══ AVAILABLE RECORDS

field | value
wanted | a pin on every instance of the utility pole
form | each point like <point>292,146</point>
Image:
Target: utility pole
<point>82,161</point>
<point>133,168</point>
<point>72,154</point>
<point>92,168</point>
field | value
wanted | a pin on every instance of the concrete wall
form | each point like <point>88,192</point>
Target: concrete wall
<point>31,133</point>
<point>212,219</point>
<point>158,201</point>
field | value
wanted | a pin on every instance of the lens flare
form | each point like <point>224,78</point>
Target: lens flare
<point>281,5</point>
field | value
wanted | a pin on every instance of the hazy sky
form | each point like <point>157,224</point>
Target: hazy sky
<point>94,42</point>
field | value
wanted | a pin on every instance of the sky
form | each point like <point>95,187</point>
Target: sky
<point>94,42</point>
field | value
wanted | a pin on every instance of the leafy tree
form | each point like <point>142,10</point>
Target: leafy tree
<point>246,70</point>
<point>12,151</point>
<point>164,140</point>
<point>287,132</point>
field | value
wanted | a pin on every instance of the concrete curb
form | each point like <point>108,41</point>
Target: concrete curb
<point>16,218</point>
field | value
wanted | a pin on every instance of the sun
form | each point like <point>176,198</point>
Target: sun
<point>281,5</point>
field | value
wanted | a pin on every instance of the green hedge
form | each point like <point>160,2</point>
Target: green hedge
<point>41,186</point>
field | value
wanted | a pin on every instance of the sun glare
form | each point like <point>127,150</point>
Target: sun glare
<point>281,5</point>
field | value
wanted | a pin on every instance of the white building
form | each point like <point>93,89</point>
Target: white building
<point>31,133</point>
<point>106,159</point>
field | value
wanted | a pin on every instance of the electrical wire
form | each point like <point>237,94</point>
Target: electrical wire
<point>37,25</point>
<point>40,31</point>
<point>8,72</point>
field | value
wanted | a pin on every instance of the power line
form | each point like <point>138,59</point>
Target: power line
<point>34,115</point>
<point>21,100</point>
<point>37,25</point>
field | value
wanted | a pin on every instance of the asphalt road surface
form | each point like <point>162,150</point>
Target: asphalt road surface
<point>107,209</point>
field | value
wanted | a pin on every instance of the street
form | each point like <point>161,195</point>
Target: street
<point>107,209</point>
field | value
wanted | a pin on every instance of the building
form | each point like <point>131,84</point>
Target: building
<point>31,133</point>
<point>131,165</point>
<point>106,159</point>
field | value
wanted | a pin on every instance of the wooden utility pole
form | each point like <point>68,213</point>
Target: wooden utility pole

════

REQUEST →
Give every line of the records above as a numbered list, leaving out any blank lines.

FULL SOLUTION →
1. field | value
2. wanted | a pin on every instance of the utility pole
3. form | each point like <point>292,146</point>
4. Image:
5. Target: utility pole
6. <point>82,161</point>
7. <point>133,168</point>
8. <point>72,154</point>
9. <point>92,168</point>
10. field | value
11. wanted | a pin on every instance of the concrete wall
12. form | each point like <point>88,192</point>
13. Target: concrete wall
14. <point>31,133</point>
15. <point>212,219</point>
16. <point>158,201</point>
17. field | value
18. wanted | a pin on every instance of the lens flare
19. form | each point like <point>224,78</point>
20. Target: lens flare
21. <point>281,5</point>
22. field | value
23. wanted | a pin on every instance of the hazy sky
24. form | each point like <point>157,224</point>
25. Target: hazy sky
26. <point>94,42</point>
27. field | value
28. wanted | a pin on every instance of the sky
29. form | each point like <point>95,187</point>
30. Target: sky
31. <point>94,42</point>
32. field | value
33. wanted | a pin on every instance of the leafy tree
34. form | each point like <point>142,10</point>
35. Target: leafy tree
36. <point>246,70</point>
37. <point>12,151</point>
38. <point>164,140</point>
39. <point>287,132</point>
40. field | value
41. wanted | a pin on every instance of the concrete curb
42. form | each point like <point>108,41</point>
43. Target: concrete curb
44. <point>16,218</point>
45. field | value
46. wanted | a pin on every instance of the sun
47. form | each point like <point>176,198</point>
48. Target: sun
49. <point>281,5</point>
50. field | value
51. wanted | a pin on every instance of the green hedge
52. form | each point like <point>160,2</point>
53. Target: green hedge
54. <point>41,186</point>
55. field | value
56. wanted | a pin on every instance of the sun glare
57. form | each point like <point>127,150</point>
58. Target: sun glare
59. <point>281,5</point>
60. field | value
61. wanted | a pin on every instance of the white building
62. form | each point like <point>93,89</point>
63. Target: white building
64. <point>31,133</point>
65. <point>106,159</point>
66. field | value
67. wanted | a pin on every instance of the electrical wire
68. form | each point like <point>237,94</point>
69. Target: electrical wire
70. <point>37,25</point>
71. <point>40,31</point>
72. <point>8,72</point>
73. field | value
74. wanted | a pin on every instance of the power line
75. form | each point like <point>138,59</point>
76. Target: power line
77. <point>34,115</point>
78. <point>21,100</point>
79. <point>37,25</point>
80. field | value
81. wanted | a pin on every instance of the asphalt road surface
82. form | each point like <point>162,150</point>
83. Target: asphalt road surface
84. <point>107,209</point>
85. field | value
86. wanted | a pin on every instance of the street
87. form | each point like <point>161,195</point>
88. Target: street
89. <point>107,209</point>
90. field | value
91. wanted | a pin on every instance of the building
92. form | each point like <point>131,84</point>
93. Target: building
94. <point>31,133</point>
95. <point>131,165</point>
96. <point>106,159</point>
97. field | value
98. wanted | a pin on every instance of the wooden utility pole
99. form | each point like <point>68,213</point>
100. Target: wooden utility pole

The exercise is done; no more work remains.